> Your task
Would it be possible to write out each entry below exactly, without the pictures?

::: Task inputs

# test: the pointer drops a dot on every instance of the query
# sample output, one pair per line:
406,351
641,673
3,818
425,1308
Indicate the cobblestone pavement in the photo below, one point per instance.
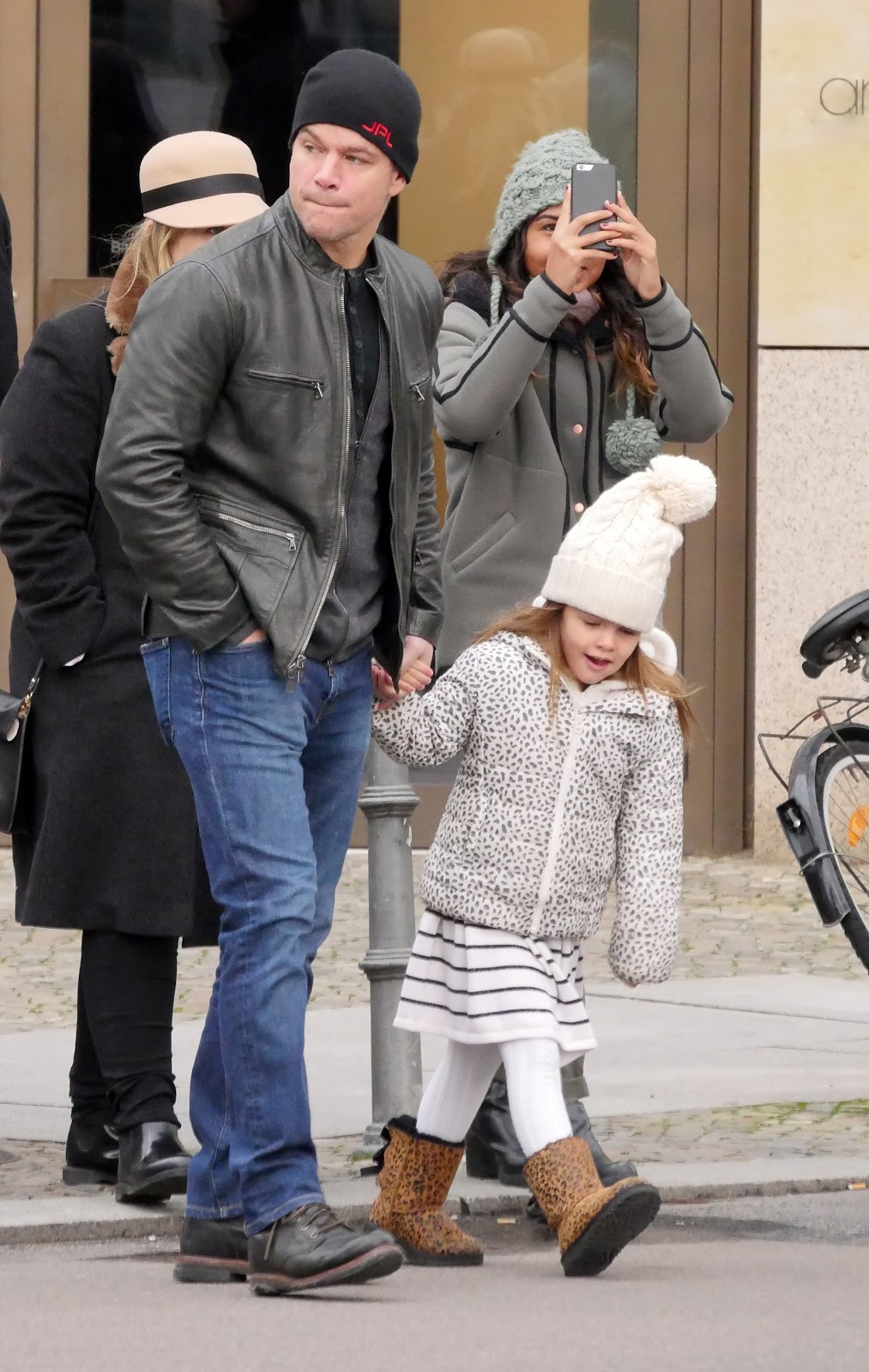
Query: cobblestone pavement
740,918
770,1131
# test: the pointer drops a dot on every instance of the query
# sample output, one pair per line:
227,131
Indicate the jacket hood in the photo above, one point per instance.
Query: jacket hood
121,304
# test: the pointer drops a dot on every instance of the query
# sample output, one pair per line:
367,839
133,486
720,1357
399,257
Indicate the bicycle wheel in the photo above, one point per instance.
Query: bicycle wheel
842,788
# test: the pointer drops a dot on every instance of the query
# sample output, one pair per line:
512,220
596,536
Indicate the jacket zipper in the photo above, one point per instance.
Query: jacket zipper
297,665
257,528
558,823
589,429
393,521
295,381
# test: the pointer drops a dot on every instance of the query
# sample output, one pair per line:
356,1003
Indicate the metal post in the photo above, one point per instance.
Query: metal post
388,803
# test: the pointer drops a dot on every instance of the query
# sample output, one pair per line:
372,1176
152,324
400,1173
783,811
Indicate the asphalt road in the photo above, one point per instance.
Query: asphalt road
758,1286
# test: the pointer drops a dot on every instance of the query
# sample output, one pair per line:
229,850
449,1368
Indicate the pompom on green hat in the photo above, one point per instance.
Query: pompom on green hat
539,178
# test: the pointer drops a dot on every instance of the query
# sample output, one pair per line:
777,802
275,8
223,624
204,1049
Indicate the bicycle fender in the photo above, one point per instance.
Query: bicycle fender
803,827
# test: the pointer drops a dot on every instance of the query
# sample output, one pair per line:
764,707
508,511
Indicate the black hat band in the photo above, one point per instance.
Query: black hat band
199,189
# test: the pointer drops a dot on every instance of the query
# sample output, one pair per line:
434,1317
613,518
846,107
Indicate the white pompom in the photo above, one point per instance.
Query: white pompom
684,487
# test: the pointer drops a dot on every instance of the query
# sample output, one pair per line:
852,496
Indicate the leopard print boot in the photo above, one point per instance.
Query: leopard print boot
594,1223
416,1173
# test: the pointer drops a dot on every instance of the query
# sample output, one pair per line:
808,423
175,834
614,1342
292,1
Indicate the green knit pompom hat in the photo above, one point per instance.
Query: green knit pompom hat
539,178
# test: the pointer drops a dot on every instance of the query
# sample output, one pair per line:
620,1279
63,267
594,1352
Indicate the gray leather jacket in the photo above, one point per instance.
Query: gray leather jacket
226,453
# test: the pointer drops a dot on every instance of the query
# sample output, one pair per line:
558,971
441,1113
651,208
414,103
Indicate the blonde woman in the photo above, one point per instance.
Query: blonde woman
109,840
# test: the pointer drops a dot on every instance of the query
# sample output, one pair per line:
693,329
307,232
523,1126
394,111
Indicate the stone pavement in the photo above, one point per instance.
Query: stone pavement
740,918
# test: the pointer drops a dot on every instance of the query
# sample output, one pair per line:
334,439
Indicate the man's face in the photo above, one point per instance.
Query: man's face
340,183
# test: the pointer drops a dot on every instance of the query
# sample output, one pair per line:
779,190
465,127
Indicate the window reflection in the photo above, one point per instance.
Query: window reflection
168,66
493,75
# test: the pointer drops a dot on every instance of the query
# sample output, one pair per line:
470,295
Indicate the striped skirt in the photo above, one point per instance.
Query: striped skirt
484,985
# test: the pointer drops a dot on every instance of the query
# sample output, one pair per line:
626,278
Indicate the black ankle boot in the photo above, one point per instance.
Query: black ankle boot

::::::

> Response
# test: the pointer drops a dot on every instance of the query
# sample output, one pair per line:
406,351
641,673
3,818
425,1308
Indicate the cobblestone pavement in the photo below, one point per instance.
Query: cobblestone pavement
740,918
770,1131
# test: the pointer drops a dot on every instance of the query
# sample output, one pair per line:
227,131
Indicate the jacket hood in the photo above, one point per instance.
Query: jacket hood
121,304
# test: the pointer drops a dot on every instance of the query
# sample output, one pair per line:
367,839
133,486
720,1357
399,257
Indicate the bicycle wheel in the photo above, one point per instance.
Query: bicycle wheel
842,788
# test: the pointer drops a dot on every instance of the query
# sample output, one pair per line:
512,220
596,536
Indicate the jacket zipper in the photo above, one point per instance.
Query: jacket zipper
297,665
257,528
558,823
589,429
393,521
295,381
# test: the pointer drops a dot on every instance of the query
# sample output, one pair per line:
356,1003
Indicate the metal post in the photo above, one point per instance.
Query: metal post
388,803
# test: the pointer drops a dot on every instance of the query
# sample output, one pair per line:
372,1176
152,324
400,1173
783,811
Indicate the asphalt road in the photo above, one point per instance.
Query: asphalt road
758,1286
# test: the pointer drops a dot on every instance of the query
# sample output, one pair per line:
229,850
449,1368
Indicate the pompom on green hat in the photo above, one point per instance.
Query: pompom on green hat
539,178
# test: the pointer drops a dot on every instance of the query
# sample output, one pair per line:
777,802
275,8
223,624
204,1049
Indicate the bicycle fender in the photo above, one point per instance.
Query: bicycle fender
803,827
# test: the pointer drops a dot on every instance of the query
# sample output, one pair per line:
764,707
508,511
Indicate the black hat band in the photo above, one point per instance.
Query: black hat band
199,189
# test: the pointer drops a dot on every instance of the query
# sample output, one pair per line:
434,1317
613,518
846,107
Indicate the white pompom in the photo above, one point per instance.
Query: white pompom
684,487
# test: the pointer drops a dot on every instance of the query
# sample output, one pair per line:
852,496
Indicate the leopard print boot in the photo above, one point per instance.
Query: leopard print boot
594,1223
416,1173
# test: the pointer drops a dot on every instance of the query
# sample output, one pair per line:
808,423
175,834
614,1342
292,1
Indicate the green knit pompom hat in the photo above, one point per instance.
Query: green knit pompom hat
539,178
# test: the pointer drops a dot on every instance of the query
# sample output, one pair per line:
620,1279
63,267
594,1352
Indicate the gray leather jacket in the photo above, one point per instance.
Query: gray leather jacket
226,453
# test: the pointer drops a dot on every instance of the query
# sample output, one pair per line:
558,971
441,1113
651,208
414,103
Indicate the blonde woman in the photo above, one point per instance.
Query: blonde woman
109,840
# test: the pointer drops a dot on every instance of the query
# sample output, one pair per line:
693,329
307,232
523,1126
394,111
Indicate the stone pavement in the photo above, one point per instance.
Query: stone pavement
740,918
# test: the pointer drops a dot on every instance of the query
# sample output, one pair per line:
334,439
Indicate the man's face in the photo above, one point per instance.
Query: man's face
340,183
# test: the pointer drops a dot on every instance of the query
# sample output, one pair per line:
779,190
465,127
Indicate the window reflection in the photo above, one point per instance.
Query: window reflection
168,66
493,75
# test: the pointer drops a dot on every instance of the query
# sample output, one pair per line:
470,295
Indicate the striped skirt in the photo above, one point per instance.
Query: striped skirt
484,985
# test: the pointer drops a dot on every instance of the query
# sample output, one pair per line:
626,278
Indicate the black ankle boot in the photo above, one point per instance.
Query: black ankle boot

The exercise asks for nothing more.